[DATA Boundary: Start]
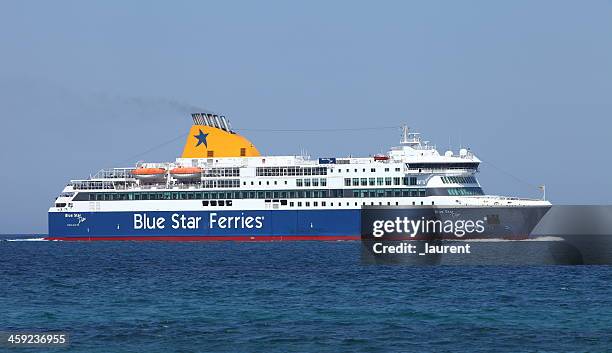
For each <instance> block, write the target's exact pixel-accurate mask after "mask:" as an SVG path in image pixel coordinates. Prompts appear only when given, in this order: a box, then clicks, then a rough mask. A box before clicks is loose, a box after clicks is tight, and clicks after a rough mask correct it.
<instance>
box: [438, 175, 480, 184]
mask: <svg viewBox="0 0 612 353" xmlns="http://www.w3.org/2000/svg"><path fill="white" fill-rule="evenodd" d="M442 182H443V183H444V184H470V183H472V184H476V178H475V177H473V176H469V177H459V176H455V177H442Z"/></svg>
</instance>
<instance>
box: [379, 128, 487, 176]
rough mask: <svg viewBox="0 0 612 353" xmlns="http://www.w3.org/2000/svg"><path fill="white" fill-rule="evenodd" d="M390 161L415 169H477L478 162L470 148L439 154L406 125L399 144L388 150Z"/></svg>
mask: <svg viewBox="0 0 612 353" xmlns="http://www.w3.org/2000/svg"><path fill="white" fill-rule="evenodd" d="M389 158H390V159H391V160H392V161H396V162H402V163H407V164H408V165H409V168H417V169H468V170H477V169H478V165H479V164H480V159H478V158H477V157H476V156H475V155H474V154H473V153H472V152H471V151H470V150H468V149H465V148H461V149H460V150H459V153H458V154H455V153H453V151H446V152H445V153H444V155H441V154H440V153H439V152H438V150H437V149H436V146H434V145H431V144H430V143H429V141H424V140H423V139H422V138H421V134H419V133H417V132H411V131H410V129H409V128H408V127H407V126H404V127H403V128H402V139H401V140H400V146H396V147H392V148H391V150H390V151H389Z"/></svg>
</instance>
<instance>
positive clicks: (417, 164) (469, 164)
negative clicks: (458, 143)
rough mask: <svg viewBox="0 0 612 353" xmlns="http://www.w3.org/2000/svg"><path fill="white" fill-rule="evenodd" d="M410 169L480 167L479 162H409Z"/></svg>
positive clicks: (446, 168) (408, 166)
mask: <svg viewBox="0 0 612 353" xmlns="http://www.w3.org/2000/svg"><path fill="white" fill-rule="evenodd" d="M408 169H478V162H458V163H454V162H453V163H436V162H431V163H430V162H421V163H408Z"/></svg>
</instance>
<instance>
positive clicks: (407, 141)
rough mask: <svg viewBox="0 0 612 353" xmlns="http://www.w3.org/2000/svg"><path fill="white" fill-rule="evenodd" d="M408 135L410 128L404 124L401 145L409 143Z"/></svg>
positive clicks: (403, 125)
mask: <svg viewBox="0 0 612 353" xmlns="http://www.w3.org/2000/svg"><path fill="white" fill-rule="evenodd" d="M408 135H410V128H409V127H408V125H406V124H404V125H402V139H401V140H400V143H401V144H402V145H407V144H409V143H410V142H409V141H408Z"/></svg>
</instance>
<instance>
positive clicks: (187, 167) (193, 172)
mask: <svg viewBox="0 0 612 353" xmlns="http://www.w3.org/2000/svg"><path fill="white" fill-rule="evenodd" d="M170 175H172V177H174V178H175V179H177V180H191V179H199V178H200V176H202V168H198V167H177V168H174V169H172V170H171V171H170Z"/></svg>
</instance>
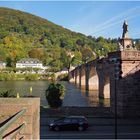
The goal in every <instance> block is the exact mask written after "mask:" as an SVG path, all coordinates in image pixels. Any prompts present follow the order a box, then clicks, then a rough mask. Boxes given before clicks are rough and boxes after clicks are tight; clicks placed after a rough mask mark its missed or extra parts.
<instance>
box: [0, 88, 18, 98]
mask: <svg viewBox="0 0 140 140" xmlns="http://www.w3.org/2000/svg"><path fill="white" fill-rule="evenodd" d="M0 97H4V98H5V97H16V96H15V95H14V94H13V93H12V91H10V90H5V91H0Z"/></svg>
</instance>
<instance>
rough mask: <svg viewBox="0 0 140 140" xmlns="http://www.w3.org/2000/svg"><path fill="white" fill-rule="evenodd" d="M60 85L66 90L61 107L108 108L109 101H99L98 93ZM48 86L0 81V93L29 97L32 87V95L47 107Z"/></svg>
mask: <svg viewBox="0 0 140 140" xmlns="http://www.w3.org/2000/svg"><path fill="white" fill-rule="evenodd" d="M60 83H62V84H63V85H64V86H65V88H66V92H65V97H64V101H63V106H81V107H97V106H105V107H108V106H110V101H109V99H102V100H99V98H98V91H85V90H80V89H78V88H77V87H76V86H75V85H73V84H71V83H68V82H60ZM48 84H49V82H48V81H0V91H3V90H11V91H12V92H13V93H15V94H16V93H19V94H20V95H21V96H22V95H30V90H29V89H30V87H32V95H33V96H37V97H40V100H41V105H44V106H47V105H48V103H47V101H46V98H45V90H46V89H47V87H48Z"/></svg>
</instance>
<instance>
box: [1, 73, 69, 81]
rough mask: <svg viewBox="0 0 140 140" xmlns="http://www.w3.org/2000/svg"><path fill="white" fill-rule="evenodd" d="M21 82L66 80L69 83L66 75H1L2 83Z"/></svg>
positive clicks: (48, 74) (45, 74)
mask: <svg viewBox="0 0 140 140" xmlns="http://www.w3.org/2000/svg"><path fill="white" fill-rule="evenodd" d="M19 80H26V81H37V80H53V81H54V80H65V81H68V79H67V75H66V74H60V75H57V74H55V73H45V74H38V73H34V74H32V73H22V74H17V73H13V72H12V73H0V81H19Z"/></svg>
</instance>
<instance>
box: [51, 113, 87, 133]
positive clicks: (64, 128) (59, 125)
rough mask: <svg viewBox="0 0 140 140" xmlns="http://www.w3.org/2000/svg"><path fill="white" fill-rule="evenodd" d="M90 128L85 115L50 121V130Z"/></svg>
mask: <svg viewBox="0 0 140 140" xmlns="http://www.w3.org/2000/svg"><path fill="white" fill-rule="evenodd" d="M87 128H88V120H87V118H86V117H84V116H68V117H63V118H60V119H57V120H53V121H52V122H51V123H49V129H50V130H55V131H59V130H79V131H83V130H86V129H87Z"/></svg>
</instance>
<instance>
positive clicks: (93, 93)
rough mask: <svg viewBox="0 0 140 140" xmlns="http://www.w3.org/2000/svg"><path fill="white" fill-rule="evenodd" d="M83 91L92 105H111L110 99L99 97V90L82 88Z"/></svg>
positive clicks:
[DATA Boundary: End]
* **INSTRUCTION**: Each entry above should come back word for word, and no picture should come with it.

* **REPLY TO THE TASK**:
For each <instance> block, write the target's exact pixel-accurate mask after "mask:" as an SVG path in image pixel coordinates. Prompts appear only when given, in this order: a box, then clicks, then a rough mask. A box before clicks is loose, a box after clicks is tight, and clicks after a rough mask correct it.
<instance>
box: [438, 175, 480, 184]
mask: <svg viewBox="0 0 612 353" xmlns="http://www.w3.org/2000/svg"><path fill="white" fill-rule="evenodd" d="M442 182H443V183H444V184H470V183H472V184H476V178H475V177H473V176H469V177H459V176H455V177H442Z"/></svg>
</instance>
<instance>
box: [379, 128, 487, 176]
rough mask: <svg viewBox="0 0 612 353" xmlns="http://www.w3.org/2000/svg"><path fill="white" fill-rule="evenodd" d="M390 161L415 169H477L478 162L470 148L439 154L406 125L399 144L388 150Z"/></svg>
mask: <svg viewBox="0 0 612 353" xmlns="http://www.w3.org/2000/svg"><path fill="white" fill-rule="evenodd" d="M389 158H390V159H391V160H392V161H396V162H402V163H407V164H408V165H409V168H417V169H468V170H477V169H478V165H479V164H480V159H478V158H477V157H476V156H475V155H474V154H473V153H472V152H471V151H470V150H468V149H465V148H461V149H460V150H459V153H458V154H455V153H453V151H446V152H445V153H444V155H441V154H440V153H439V152H438V150H437V149H436V146H434V145H431V144H430V143H429V141H424V140H423V139H422V138H421V134H419V133H417V132H411V131H410V129H409V128H408V127H407V126H404V127H403V128H402V139H401V140H400V146H396V147H392V148H391V150H390V151H389Z"/></svg>
</instance>
<instance>
positive clicks: (417, 164) (469, 164)
negative clicks: (458, 143)
rough mask: <svg viewBox="0 0 612 353" xmlns="http://www.w3.org/2000/svg"><path fill="white" fill-rule="evenodd" d="M410 169L480 167L479 162H409Z"/></svg>
positive clicks: (446, 168) (408, 166)
mask: <svg viewBox="0 0 612 353" xmlns="http://www.w3.org/2000/svg"><path fill="white" fill-rule="evenodd" d="M408 169H478V162H458V163H454V162H453V163H436V162H431V163H430V162H421V163H408Z"/></svg>
</instance>
<instance>
positive clicks: (407, 141)
rough mask: <svg viewBox="0 0 612 353" xmlns="http://www.w3.org/2000/svg"><path fill="white" fill-rule="evenodd" d="M408 135L410 128L404 124L401 145L409 143Z"/></svg>
positive clicks: (403, 125)
mask: <svg viewBox="0 0 612 353" xmlns="http://www.w3.org/2000/svg"><path fill="white" fill-rule="evenodd" d="M408 135H410V128H409V127H408V125H406V124H404V125H402V139H401V140H400V143H401V144H402V145H407V144H409V143H410V142H409V141H408Z"/></svg>
</instance>
<instance>
positive clicks: (187, 167) (193, 172)
mask: <svg viewBox="0 0 612 353" xmlns="http://www.w3.org/2000/svg"><path fill="white" fill-rule="evenodd" d="M170 175H172V177H174V178H175V179H177V180H191V179H199V178H200V176H202V168H198V167H177V168H174V169H172V170H171V171H170Z"/></svg>
</instance>
The goal in every <instance> block is the exact mask written after "mask:" as an SVG path, all coordinates in image pixels. Any prompts present follow the order a box, then clicks, then a rough mask. Boxes given before clicks are rough and boxes after clicks are tight; clicks placed after a rough mask mark its missed or extra parts.
<instance>
box: [0, 88, 18, 98]
mask: <svg viewBox="0 0 140 140" xmlns="http://www.w3.org/2000/svg"><path fill="white" fill-rule="evenodd" d="M0 97H4V98H5V97H16V96H15V95H14V94H13V93H12V91H10V90H5V91H0Z"/></svg>
</instance>
<instance>
rough mask: <svg viewBox="0 0 140 140" xmlns="http://www.w3.org/2000/svg"><path fill="white" fill-rule="evenodd" d="M60 85L66 90L61 107L108 108L109 101H99L98 93ZM48 86L0 81V93L29 97L32 87V95L47 107Z"/></svg>
mask: <svg viewBox="0 0 140 140" xmlns="http://www.w3.org/2000/svg"><path fill="white" fill-rule="evenodd" d="M60 83H62V84H63V85H64V86H65V88H66V92H65V97H64V101H63V106H81V107H97V106H105V107H108V106H110V101H109V99H102V100H99V98H98V91H85V90H80V89H78V88H77V87H76V86H75V85H73V84H71V83H68V82H60ZM48 84H49V82H48V81H0V91H3V90H11V91H12V92H13V93H15V94H16V93H19V94H20V95H21V96H22V95H30V90H29V89H30V87H32V95H33V96H37V97H40V100H41V105H44V106H47V105H48V103H47V101H46V98H45V90H46V89H47V87H48Z"/></svg>
</instance>
<instance>
box: [1, 73, 69, 81]
rough mask: <svg viewBox="0 0 140 140" xmlns="http://www.w3.org/2000/svg"><path fill="white" fill-rule="evenodd" d="M21 82L66 80L69 83L66 75H1L2 83Z"/></svg>
positive clicks: (48, 74) (45, 74)
mask: <svg viewBox="0 0 140 140" xmlns="http://www.w3.org/2000/svg"><path fill="white" fill-rule="evenodd" d="M19 80H26V81H37V80H53V81H54V80H65V81H68V79H67V75H66V74H60V75H57V74H55V73H45V74H38V73H34V74H32V73H22V74H17V73H13V72H12V73H0V81H19Z"/></svg>
</instance>
<instance>
box: [51, 113, 87, 133]
positive clicks: (64, 128) (59, 125)
rough mask: <svg viewBox="0 0 140 140" xmlns="http://www.w3.org/2000/svg"><path fill="white" fill-rule="evenodd" d="M90 128L85 115L50 121V130Z"/></svg>
mask: <svg viewBox="0 0 140 140" xmlns="http://www.w3.org/2000/svg"><path fill="white" fill-rule="evenodd" d="M87 128H88V120H87V118H86V117H84V116H68V117H63V118H60V119H57V120H53V121H52V122H51V123H49V129H50V130H55V131H59V130H79V131H83V130H86V129H87Z"/></svg>
</instance>
<instance>
positive clicks: (93, 93)
rough mask: <svg viewBox="0 0 140 140" xmlns="http://www.w3.org/2000/svg"><path fill="white" fill-rule="evenodd" d="M83 91L92 105H111L110 99L99 97V90L82 88Z"/></svg>
positive clicks:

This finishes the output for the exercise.